# [WORK TASK]
Sift the material for lines containing "woman", and return them.

# [EXCERPTED RECORDS]

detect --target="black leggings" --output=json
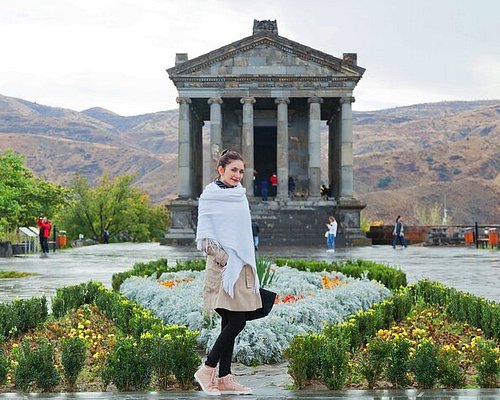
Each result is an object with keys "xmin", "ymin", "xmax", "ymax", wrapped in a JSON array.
[{"xmin": 205, "ymin": 309, "xmax": 246, "ymax": 377}]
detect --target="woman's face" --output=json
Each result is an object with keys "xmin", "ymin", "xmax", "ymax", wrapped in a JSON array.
[{"xmin": 218, "ymin": 159, "xmax": 245, "ymax": 187}]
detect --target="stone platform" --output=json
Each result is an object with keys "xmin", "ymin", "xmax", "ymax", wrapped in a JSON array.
[{"xmin": 162, "ymin": 198, "xmax": 370, "ymax": 247}]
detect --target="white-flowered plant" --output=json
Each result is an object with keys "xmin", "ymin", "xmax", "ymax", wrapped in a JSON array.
[{"xmin": 120, "ymin": 266, "xmax": 391, "ymax": 365}]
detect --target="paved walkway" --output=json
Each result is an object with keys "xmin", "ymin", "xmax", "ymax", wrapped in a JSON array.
[
  {"xmin": 0, "ymin": 388, "xmax": 499, "ymax": 399},
  {"xmin": 0, "ymin": 244, "xmax": 498, "ymax": 399}
]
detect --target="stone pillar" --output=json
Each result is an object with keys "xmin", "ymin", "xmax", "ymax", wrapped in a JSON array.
[
  {"xmin": 208, "ymin": 97, "xmax": 223, "ymax": 181},
  {"xmin": 308, "ymin": 96, "xmax": 323, "ymax": 198},
  {"xmin": 192, "ymin": 115, "xmax": 204, "ymax": 196},
  {"xmin": 241, "ymin": 96, "xmax": 256, "ymax": 195},
  {"xmin": 275, "ymin": 97, "xmax": 290, "ymax": 200},
  {"xmin": 177, "ymin": 96, "xmax": 192, "ymax": 199},
  {"xmin": 340, "ymin": 96, "xmax": 355, "ymax": 199},
  {"xmin": 327, "ymin": 115, "xmax": 335, "ymax": 199}
]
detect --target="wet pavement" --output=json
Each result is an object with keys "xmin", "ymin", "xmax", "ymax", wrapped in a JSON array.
[
  {"xmin": 0, "ymin": 243, "xmax": 498, "ymax": 399},
  {"xmin": 0, "ymin": 243, "xmax": 498, "ymax": 303},
  {"xmin": 0, "ymin": 388, "xmax": 500, "ymax": 399}
]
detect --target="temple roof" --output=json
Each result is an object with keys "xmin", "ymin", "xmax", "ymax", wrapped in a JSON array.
[{"xmin": 167, "ymin": 28, "xmax": 365, "ymax": 84}]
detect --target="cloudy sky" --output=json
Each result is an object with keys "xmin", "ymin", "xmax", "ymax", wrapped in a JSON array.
[{"xmin": 1, "ymin": 0, "xmax": 499, "ymax": 116}]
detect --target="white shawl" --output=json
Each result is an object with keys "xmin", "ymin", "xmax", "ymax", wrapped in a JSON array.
[{"xmin": 196, "ymin": 181, "xmax": 259, "ymax": 298}]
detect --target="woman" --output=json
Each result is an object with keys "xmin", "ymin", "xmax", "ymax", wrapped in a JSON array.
[
  {"xmin": 392, "ymin": 215, "xmax": 407, "ymax": 249},
  {"xmin": 326, "ymin": 216, "xmax": 337, "ymax": 252},
  {"xmin": 194, "ymin": 149, "xmax": 261, "ymax": 396}
]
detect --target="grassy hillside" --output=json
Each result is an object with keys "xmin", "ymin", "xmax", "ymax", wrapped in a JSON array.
[{"xmin": 1, "ymin": 94, "xmax": 498, "ymax": 223}]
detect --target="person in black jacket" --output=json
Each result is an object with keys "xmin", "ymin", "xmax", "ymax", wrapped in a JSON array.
[
  {"xmin": 252, "ymin": 221, "xmax": 260, "ymax": 251},
  {"xmin": 392, "ymin": 215, "xmax": 407, "ymax": 249}
]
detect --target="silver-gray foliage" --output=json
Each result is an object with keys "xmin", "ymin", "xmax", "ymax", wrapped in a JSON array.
[{"xmin": 120, "ymin": 266, "xmax": 391, "ymax": 365}]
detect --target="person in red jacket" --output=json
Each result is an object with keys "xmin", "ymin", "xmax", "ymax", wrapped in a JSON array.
[
  {"xmin": 36, "ymin": 216, "xmax": 52, "ymax": 257},
  {"xmin": 269, "ymin": 172, "xmax": 278, "ymax": 197}
]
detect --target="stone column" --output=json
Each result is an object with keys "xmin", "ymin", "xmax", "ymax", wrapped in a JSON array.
[
  {"xmin": 208, "ymin": 96, "xmax": 223, "ymax": 179},
  {"xmin": 176, "ymin": 96, "xmax": 192, "ymax": 199},
  {"xmin": 327, "ymin": 115, "xmax": 335, "ymax": 198},
  {"xmin": 241, "ymin": 96, "xmax": 256, "ymax": 195},
  {"xmin": 308, "ymin": 96, "xmax": 323, "ymax": 198},
  {"xmin": 275, "ymin": 97, "xmax": 290, "ymax": 200},
  {"xmin": 340, "ymin": 96, "xmax": 355, "ymax": 199}
]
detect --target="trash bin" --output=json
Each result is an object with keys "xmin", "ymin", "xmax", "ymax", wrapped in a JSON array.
[
  {"xmin": 57, "ymin": 230, "xmax": 67, "ymax": 248},
  {"xmin": 464, "ymin": 230, "xmax": 474, "ymax": 245},
  {"xmin": 489, "ymin": 229, "xmax": 499, "ymax": 247}
]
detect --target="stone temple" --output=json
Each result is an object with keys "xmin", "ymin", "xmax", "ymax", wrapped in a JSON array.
[{"xmin": 162, "ymin": 20, "xmax": 369, "ymax": 246}]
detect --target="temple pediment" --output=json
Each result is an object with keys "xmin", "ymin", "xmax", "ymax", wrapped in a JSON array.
[{"xmin": 167, "ymin": 32, "xmax": 365, "ymax": 83}]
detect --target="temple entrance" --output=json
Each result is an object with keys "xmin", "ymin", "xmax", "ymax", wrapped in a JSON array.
[{"xmin": 254, "ymin": 127, "xmax": 277, "ymax": 198}]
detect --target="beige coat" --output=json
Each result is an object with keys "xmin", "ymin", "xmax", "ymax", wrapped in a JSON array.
[{"xmin": 203, "ymin": 246, "xmax": 262, "ymax": 312}]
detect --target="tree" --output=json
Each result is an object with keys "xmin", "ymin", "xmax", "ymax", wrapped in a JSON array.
[
  {"xmin": 59, "ymin": 174, "xmax": 169, "ymax": 242},
  {"xmin": 412, "ymin": 202, "xmax": 452, "ymax": 225},
  {"xmin": 0, "ymin": 151, "xmax": 68, "ymax": 237}
]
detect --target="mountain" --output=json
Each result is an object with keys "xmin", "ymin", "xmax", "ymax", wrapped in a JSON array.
[
  {"xmin": 350, "ymin": 100, "xmax": 500, "ymax": 224},
  {"xmin": 0, "ymin": 94, "xmax": 177, "ymax": 203},
  {"xmin": 0, "ymin": 94, "xmax": 498, "ymax": 224}
]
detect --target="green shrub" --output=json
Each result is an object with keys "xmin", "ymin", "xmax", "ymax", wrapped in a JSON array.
[
  {"xmin": 170, "ymin": 330, "xmax": 201, "ymax": 389},
  {"xmin": 334, "ymin": 287, "xmax": 413, "ymax": 352},
  {"xmin": 377, "ymin": 175, "xmax": 392, "ymax": 189},
  {"xmin": 0, "ymin": 297, "xmax": 48, "ymax": 338},
  {"xmin": 472, "ymin": 338, "xmax": 499, "ymax": 388},
  {"xmin": 101, "ymin": 336, "xmax": 152, "ymax": 391},
  {"xmin": 0, "ymin": 349, "xmax": 8, "ymax": 385},
  {"xmin": 283, "ymin": 334, "xmax": 323, "ymax": 389},
  {"xmin": 412, "ymin": 339, "xmax": 439, "ymax": 388},
  {"xmin": 414, "ymin": 280, "xmax": 500, "ymax": 340},
  {"xmin": 437, "ymin": 346, "xmax": 466, "ymax": 389},
  {"xmin": 319, "ymin": 326, "xmax": 350, "ymax": 390},
  {"xmin": 51, "ymin": 281, "xmax": 101, "ymax": 319},
  {"xmin": 61, "ymin": 337, "xmax": 87, "ymax": 387},
  {"xmin": 141, "ymin": 333, "xmax": 173, "ymax": 390},
  {"xmin": 386, "ymin": 337, "xmax": 411, "ymax": 388},
  {"xmin": 14, "ymin": 338, "xmax": 60, "ymax": 392},
  {"xmin": 359, "ymin": 337, "xmax": 390, "ymax": 389}
]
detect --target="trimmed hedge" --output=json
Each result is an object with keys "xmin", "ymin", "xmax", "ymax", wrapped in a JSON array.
[
  {"xmin": 285, "ymin": 280, "xmax": 500, "ymax": 390},
  {"xmin": 52, "ymin": 281, "xmax": 188, "ymax": 339},
  {"xmin": 50, "ymin": 281, "xmax": 201, "ymax": 389},
  {"xmin": 412, "ymin": 280, "xmax": 500, "ymax": 340},
  {"xmin": 275, "ymin": 258, "xmax": 407, "ymax": 290},
  {"xmin": 0, "ymin": 297, "xmax": 48, "ymax": 339}
]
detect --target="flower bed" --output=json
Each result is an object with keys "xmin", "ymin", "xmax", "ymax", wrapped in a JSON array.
[
  {"xmin": 275, "ymin": 258, "xmax": 407, "ymax": 290},
  {"xmin": 284, "ymin": 282, "xmax": 500, "ymax": 390},
  {"xmin": 0, "ymin": 281, "xmax": 201, "ymax": 393},
  {"xmin": 120, "ymin": 266, "xmax": 392, "ymax": 365}
]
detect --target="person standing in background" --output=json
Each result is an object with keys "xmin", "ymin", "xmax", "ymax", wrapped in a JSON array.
[
  {"xmin": 269, "ymin": 172, "xmax": 278, "ymax": 197},
  {"xmin": 288, "ymin": 176, "xmax": 295, "ymax": 199},
  {"xmin": 326, "ymin": 216, "xmax": 337, "ymax": 252},
  {"xmin": 252, "ymin": 220, "xmax": 260, "ymax": 251},
  {"xmin": 36, "ymin": 216, "xmax": 52, "ymax": 258},
  {"xmin": 392, "ymin": 215, "xmax": 407, "ymax": 249}
]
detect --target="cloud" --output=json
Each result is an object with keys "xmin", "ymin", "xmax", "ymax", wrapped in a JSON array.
[{"xmin": 0, "ymin": 0, "xmax": 498, "ymax": 115}]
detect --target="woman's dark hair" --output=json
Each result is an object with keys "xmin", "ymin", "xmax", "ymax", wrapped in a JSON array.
[
  {"xmin": 396, "ymin": 215, "xmax": 401, "ymax": 222},
  {"xmin": 217, "ymin": 149, "xmax": 244, "ymax": 170}
]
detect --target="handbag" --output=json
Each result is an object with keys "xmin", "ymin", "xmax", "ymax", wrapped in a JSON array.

# [FINAL ANSWER]
detect --target="woman's face" --output=json
detect --target="woman" --output=json
detect --target="woman's dark hair" --output=json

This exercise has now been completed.